--- SOURCE EXTRACT Enclosed Below ---

EXHIBIT 10.35
COHERENT, INC.
MANAGEMENT TRANSITION AGREEMENT
THIS AGREEMENT is effective as of June 30, 1996 (the "Effective Date"), by
and between Coherent, Inc. ("Coherent") and Xxxxx X. Xxxxxxxx ("Xxxxxxxx").
RECITALS
X. Xxxxxxxx is employed by Coherent and is a member of the board of
directors of Coherent.
B. Effective June 30, 1997, Xxxxxxxx desires to voluntarily terminate his
employment with Coherent.
X. Xxxxxxxx will remain a member of the board of directors of Coherent.
D. Coherent desires to retain Xxxxxxxx'x services as an employee for the
period commencing June 30, 1996 and ending June 30, 1997 (the "Employment
Term"), and as a consultant for the period commencing with the day immediately
following the Employment Term and ending two (2) years thereafter (the
"Consulting Term"), and to set forth the terms upon which it will pay for
Xxxxxxxx'x health benefits during his lifetime, upon the terms set forth herein.
X. Xxxxxxxx is willing to provide services as an employee and as a
consultant pursuant to this Agreement.

--- End of Enclosed SOURCE EXTRACT ---
--- DATA EXTRACT Enclosed Below ---

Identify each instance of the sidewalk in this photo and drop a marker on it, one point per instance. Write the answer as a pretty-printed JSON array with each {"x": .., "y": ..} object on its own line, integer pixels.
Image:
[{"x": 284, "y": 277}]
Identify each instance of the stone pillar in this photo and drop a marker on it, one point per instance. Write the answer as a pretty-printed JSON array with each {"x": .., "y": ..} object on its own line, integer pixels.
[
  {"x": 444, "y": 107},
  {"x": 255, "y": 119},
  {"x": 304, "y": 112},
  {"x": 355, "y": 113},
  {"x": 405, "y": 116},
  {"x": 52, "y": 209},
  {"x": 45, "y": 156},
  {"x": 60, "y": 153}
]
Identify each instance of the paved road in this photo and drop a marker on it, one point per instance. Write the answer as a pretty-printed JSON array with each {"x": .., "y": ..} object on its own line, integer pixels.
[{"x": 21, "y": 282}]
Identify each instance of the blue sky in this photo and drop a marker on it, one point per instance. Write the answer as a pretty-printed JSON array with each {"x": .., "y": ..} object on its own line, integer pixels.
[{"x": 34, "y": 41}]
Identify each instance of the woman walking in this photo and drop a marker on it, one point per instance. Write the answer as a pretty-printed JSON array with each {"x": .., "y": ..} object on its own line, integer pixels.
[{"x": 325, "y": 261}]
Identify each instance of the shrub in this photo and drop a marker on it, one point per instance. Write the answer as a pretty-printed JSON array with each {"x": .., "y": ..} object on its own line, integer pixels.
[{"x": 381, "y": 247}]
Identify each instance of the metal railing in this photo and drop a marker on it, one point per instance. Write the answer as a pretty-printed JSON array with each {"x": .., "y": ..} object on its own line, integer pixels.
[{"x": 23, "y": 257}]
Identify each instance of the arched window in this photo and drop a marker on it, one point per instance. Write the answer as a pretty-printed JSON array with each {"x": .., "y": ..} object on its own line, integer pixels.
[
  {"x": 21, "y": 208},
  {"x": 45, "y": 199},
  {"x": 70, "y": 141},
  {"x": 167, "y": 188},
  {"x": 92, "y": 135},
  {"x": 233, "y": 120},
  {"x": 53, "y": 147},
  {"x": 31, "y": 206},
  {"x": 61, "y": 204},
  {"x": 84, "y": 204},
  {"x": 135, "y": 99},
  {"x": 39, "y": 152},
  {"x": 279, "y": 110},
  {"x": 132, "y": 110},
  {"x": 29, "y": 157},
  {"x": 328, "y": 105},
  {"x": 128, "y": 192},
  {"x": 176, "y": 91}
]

--- End of Enclosed DATA EXTRACT ---

- **TO DO**
**a.** In the management transition agreement, on what date does the Employment Term end?
**b.** Go on with the management transition agreement from the point where it stops.

- **ANSWERS PER TASK**
**a.** June 30, 1997.

**b.**
X. Xxxxxxxx is willing to agree not to compete with Coherent during the
Employment Term and Consultant Term.
NOW THEREFORE, the parties agree as follows:
1. TERM. The term of this Agreement shall commence on the Effective Date
and shall continue until all the payments due and all other obligations of the
parties hereunder have been made or satisfied; provided, however, that
notwithstanding any other provision of this Agreement, Xxxxxxxx'x and Coherent's
representations, obligations, covenants and duties under the Employee Agreement
by and between Xxxxxxxx and Coherent dated January 23, 1973, shall survive any
termination of this Agreement.
2. DUTIES OF XXXXXXXX.
(a) EMPLOYMENT TERM. Except as provided otherwise herein, during the
Employment Term Xxxxxxxx agrees to continue to serve as an employee of Coherent
and as a member of the board of directors of Coherent, subject to his re-
election as a director by Coherent's shareholders. During the Employment Term,
Xxxxxxxx'x compensation and other benefits shall be as provided in Section 3(a).
(b) CONSULTING TERM. Except as otherwise provided herein, during the
Consulting Term, Xxxxxxxx agrees to perform services as a consultant to Coherent
as is reasonably requested
73
by Coherent, and to continue to serve as a member of the board of directors of
Coherent subject to his re-election as a director by Coherent's shareholders.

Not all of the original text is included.